Heroism in Times of Crisis
The Defense Production Act of 1950 was signed by President Harry S. Truman during the Korean War amid concerns about supplies and equipment during the war. The act gives the federal government broad authority to direct private companies to produce critical goods to meet the needs of a war effort or another emergency, such as a terrorist attack or natural disaster. President Trump invoked the Defense Production Act in response to the Covid-19 pandemic.
The pandemic has created an urgent problem of shortages of adequate protective gear and medical equipment including masks, respirators, eye protectors, gowns, gloves, test kits, and ventilators. Frontline healthcare providers risk exposure to coronavirus without protective gear. The CDC has not released U.S. data about infected providers. In Italy, where doctors are also struggling with shortages of protective equipment, 1,700 healthcare workers have been infected with Covid-19 or 8% of all cases, according to Doctors Without Borders. Invoking the Defense Production Act enables the Federal government to order American companies to convert to mass producing and distributing medical equipment on an emergency basis.
The Covid-19 pandemic is like a war, but the enemy is the virus. Within two weeks after the Japanese attacked Pearl Harbor, American auto factories converted to make tanks instead of cars. Currently, General Motors is shifting manufacturing capacity from cars to medical equipment. The U.K. has asked Rolls-Royce and Jaguar to make ventilators.
Meanwhile, healthcare workers are facing this crisis heroically. In New York, Boston and Seattle, nurses and doctors have created their own assembly lines to make protective kits with donated sports goggles, bandanas and parts purchased at craft and office supply stores. Some doctors are taking the N95 masks home to wash them with bleach and reuse them. One hospital ordered protective equipment from a company that supplies goggles and masks to construction workers. Emergency department providers reinforced the elastic bands to reuse old surgical masks.

━━━

» **WORK INSTRUCTIONS**: Please continue the piece on healthcare workers and the Defense Production Act during the Covid-19 pandemic, starting after its last sentence.

━━━

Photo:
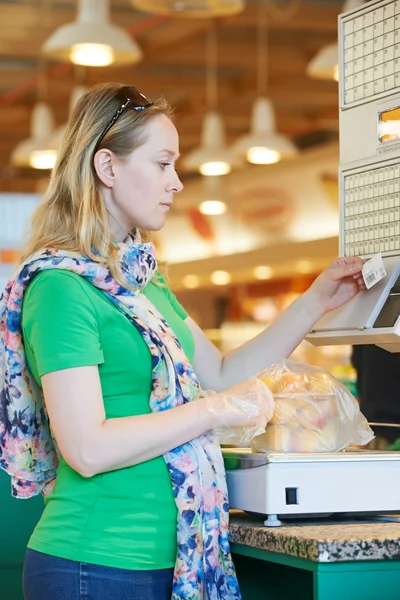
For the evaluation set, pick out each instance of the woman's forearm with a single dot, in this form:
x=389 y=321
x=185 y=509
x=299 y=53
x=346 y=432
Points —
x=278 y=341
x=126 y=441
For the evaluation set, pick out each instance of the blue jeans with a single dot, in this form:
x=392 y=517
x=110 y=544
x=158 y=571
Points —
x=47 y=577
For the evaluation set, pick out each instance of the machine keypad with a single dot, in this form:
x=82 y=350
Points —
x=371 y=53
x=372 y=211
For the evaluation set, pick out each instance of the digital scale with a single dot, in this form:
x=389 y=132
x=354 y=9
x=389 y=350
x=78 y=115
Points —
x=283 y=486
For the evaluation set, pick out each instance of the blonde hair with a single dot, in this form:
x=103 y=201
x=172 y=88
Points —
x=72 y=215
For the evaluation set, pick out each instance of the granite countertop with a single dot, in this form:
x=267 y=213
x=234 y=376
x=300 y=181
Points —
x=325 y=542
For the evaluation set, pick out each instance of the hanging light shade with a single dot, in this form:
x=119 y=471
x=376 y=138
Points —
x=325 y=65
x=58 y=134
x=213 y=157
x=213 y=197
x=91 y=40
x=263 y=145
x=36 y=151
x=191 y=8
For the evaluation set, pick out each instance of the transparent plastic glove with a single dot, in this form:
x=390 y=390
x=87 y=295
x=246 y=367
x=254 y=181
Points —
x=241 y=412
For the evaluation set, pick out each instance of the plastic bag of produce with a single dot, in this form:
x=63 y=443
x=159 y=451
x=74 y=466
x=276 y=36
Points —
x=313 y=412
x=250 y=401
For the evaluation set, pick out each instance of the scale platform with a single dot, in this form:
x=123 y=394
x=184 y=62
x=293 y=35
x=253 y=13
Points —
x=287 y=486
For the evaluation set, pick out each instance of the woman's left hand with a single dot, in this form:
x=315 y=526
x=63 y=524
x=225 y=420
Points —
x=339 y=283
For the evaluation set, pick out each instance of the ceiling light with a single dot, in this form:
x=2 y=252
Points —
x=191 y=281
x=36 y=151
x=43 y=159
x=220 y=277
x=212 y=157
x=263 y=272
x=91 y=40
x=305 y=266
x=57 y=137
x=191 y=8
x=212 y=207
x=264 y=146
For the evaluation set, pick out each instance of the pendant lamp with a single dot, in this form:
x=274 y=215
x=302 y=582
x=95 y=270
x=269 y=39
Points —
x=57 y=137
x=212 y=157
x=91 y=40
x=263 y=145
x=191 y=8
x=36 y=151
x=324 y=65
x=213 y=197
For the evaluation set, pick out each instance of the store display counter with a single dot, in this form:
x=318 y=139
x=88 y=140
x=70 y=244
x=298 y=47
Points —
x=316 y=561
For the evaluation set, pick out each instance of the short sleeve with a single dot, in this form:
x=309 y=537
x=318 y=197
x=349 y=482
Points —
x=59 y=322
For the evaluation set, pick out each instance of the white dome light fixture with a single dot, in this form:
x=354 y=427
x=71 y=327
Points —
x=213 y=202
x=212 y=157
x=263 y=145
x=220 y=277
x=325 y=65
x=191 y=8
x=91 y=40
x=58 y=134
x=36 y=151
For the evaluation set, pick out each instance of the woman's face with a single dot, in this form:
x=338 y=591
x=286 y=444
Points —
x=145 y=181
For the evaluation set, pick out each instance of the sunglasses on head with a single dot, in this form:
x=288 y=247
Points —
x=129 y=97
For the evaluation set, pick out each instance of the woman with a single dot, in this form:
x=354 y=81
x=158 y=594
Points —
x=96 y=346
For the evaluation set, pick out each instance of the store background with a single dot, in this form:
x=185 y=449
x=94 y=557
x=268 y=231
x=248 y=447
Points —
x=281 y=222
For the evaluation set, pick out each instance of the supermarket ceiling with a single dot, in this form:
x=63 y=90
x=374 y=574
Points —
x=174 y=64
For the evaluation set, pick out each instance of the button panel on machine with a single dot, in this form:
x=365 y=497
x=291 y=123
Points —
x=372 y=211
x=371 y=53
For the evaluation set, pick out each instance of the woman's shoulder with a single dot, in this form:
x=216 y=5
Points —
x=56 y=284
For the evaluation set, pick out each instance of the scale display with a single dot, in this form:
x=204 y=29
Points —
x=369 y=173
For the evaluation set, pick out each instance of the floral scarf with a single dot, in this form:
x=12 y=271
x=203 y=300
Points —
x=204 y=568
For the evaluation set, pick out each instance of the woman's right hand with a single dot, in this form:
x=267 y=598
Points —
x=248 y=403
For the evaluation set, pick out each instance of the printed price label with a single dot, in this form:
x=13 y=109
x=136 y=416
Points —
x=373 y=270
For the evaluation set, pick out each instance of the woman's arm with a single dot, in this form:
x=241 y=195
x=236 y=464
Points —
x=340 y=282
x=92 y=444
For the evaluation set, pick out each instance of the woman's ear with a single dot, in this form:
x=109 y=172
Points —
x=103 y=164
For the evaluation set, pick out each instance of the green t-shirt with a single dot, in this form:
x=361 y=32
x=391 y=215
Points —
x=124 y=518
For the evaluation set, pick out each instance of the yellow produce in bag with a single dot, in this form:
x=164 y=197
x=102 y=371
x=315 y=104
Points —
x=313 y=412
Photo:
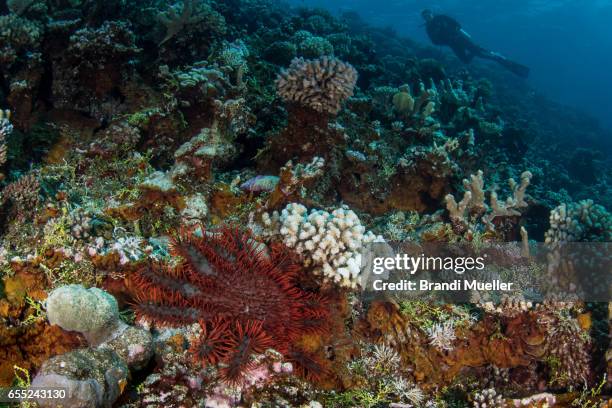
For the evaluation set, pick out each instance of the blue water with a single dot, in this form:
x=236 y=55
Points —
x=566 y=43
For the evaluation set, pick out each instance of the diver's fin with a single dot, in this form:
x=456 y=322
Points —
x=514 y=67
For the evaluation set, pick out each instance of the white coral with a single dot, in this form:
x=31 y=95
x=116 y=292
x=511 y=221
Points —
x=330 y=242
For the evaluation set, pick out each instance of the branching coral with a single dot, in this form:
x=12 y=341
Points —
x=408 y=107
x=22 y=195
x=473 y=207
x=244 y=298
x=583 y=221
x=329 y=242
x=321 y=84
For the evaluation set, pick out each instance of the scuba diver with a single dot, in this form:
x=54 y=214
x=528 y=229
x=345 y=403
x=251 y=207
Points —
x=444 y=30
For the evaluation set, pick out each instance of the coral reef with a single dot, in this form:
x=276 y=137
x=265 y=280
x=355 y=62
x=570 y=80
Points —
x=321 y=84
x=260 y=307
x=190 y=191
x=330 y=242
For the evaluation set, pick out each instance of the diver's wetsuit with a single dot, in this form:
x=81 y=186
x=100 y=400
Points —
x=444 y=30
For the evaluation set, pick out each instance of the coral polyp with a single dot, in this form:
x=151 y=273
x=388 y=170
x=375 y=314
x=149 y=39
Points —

━━━

» **ANSWER TO THIS EXERCISE**:
A grassroots army of volunteer seamstresses are making surgical masks to respond to the shortage of masks. They are to be used as a first line of defense in lower risk situations for hospital employees or to cover N-95 masks to keep them clean for extended use. Mask-making guidelines are available at Mercy Medical Center
Another grassroots organization begun by the chair of the astronomy department at the University of Washington, Julianne Delcanton, sought donations of respirators. Respirators are used for paint projects, to block smoke fumes and to reduce inhalation of chemical or toxic particles. In 48 hours, she has 1,700 unused respirators and a network of 15 volunteers to pick them up and distribute them to Seattle hospitals. The owners of a boot dealership in Maryland donated 14,000 N95 respirators to the state health department.
The Defense Production Act can be used to mass produce and coordinate distribution of critical medical supplies before the need worsens and shortages become even more dire. Grassroots movements have emerged to help to fill the gap in medical supplies. The heroism and resourcefulness of frontline healthcare workers and concerned private citizens inspires all providers and people to volunteer in creative ways to help to meet the demands of a global pandemic.